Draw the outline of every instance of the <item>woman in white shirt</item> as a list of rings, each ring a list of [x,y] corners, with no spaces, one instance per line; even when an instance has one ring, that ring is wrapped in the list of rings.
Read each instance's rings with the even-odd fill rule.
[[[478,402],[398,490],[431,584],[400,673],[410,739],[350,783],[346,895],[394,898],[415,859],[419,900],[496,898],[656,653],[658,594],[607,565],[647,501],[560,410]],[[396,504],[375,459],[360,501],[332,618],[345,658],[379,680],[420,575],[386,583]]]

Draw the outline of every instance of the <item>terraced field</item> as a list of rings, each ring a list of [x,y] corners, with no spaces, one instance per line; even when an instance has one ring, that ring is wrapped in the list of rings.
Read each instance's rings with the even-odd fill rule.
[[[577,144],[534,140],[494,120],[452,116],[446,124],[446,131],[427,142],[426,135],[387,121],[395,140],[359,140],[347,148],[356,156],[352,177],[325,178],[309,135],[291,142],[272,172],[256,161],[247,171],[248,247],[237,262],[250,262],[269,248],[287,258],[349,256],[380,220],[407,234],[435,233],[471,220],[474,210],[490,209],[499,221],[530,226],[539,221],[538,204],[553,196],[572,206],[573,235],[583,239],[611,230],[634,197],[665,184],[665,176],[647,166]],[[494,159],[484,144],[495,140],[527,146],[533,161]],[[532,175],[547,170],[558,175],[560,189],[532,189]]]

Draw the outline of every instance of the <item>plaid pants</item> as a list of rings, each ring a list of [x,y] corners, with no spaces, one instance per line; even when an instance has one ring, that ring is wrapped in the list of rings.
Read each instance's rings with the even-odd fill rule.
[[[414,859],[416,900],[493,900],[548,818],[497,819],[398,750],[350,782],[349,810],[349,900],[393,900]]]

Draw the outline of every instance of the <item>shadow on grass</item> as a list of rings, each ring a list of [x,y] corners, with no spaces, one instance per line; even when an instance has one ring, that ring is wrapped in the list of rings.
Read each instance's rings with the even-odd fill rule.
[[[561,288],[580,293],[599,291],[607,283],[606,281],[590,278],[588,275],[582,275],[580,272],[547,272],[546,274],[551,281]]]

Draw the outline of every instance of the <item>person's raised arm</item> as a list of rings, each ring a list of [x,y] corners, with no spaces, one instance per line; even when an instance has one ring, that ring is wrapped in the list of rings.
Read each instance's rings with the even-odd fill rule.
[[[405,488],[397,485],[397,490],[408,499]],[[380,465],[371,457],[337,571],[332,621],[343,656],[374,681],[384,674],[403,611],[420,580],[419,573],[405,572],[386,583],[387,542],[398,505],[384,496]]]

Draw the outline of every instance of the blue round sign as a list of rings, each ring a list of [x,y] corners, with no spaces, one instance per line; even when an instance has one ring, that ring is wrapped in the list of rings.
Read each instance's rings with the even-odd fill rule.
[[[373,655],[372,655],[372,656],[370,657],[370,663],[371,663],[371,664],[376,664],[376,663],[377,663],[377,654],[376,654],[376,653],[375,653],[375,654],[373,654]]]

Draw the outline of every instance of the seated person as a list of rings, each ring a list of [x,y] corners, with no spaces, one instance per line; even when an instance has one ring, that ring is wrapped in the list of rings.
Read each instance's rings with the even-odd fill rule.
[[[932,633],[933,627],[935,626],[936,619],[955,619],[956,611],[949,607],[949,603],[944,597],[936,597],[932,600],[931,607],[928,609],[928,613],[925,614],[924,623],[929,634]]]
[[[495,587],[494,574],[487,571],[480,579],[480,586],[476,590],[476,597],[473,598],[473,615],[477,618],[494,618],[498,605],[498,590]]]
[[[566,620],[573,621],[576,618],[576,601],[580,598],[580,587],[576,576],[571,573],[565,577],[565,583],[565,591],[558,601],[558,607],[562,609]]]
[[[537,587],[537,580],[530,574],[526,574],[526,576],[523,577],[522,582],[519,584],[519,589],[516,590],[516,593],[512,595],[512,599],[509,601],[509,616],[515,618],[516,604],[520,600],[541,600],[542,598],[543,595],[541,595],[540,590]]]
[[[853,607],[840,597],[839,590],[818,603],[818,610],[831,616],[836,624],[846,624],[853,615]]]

—————

- _Work task_
Using the listing, copy every line where the word "item" shows up.

- _Output of the exercise_
Draw the outline of every instance of the <item>woman in white shirt</item> as a list of rings, each ring a list of [x,y] corners, with no spaces, one instance per line; even when an instance has one ring, that ring is wrapped in the list of rings.
Draw the outline of every instance of the <item>terraced field</item> as a list of rings, each ring a list of [x,y] corners, with no spaces, one instance per line; even when an instance has one ring, that ring is wrapped in the list of rings.
Draw the outline of every instance of the <item>plaid pants</item> as a list of rings, each ring a list of [x,y] corners, with no spaces, one instance per line; even when an instance has one ring, that ring is wrapped in the list of rings.
Draw the outline of every instance of the <item>shadow on grass</item> as a list of rings, each ring a list of [x,y] corners, with no spaces, one instance per line; even when an instance has one ring, that ring is wrapped in the list of rings.
Draw the outline of every instance of the <item>person's raised arm</item> as a list of rings, each ring a list of [x,y] corners, with no spaces, one instance per line; even when an instance has one ring, that ring is wrapped in the list of rings.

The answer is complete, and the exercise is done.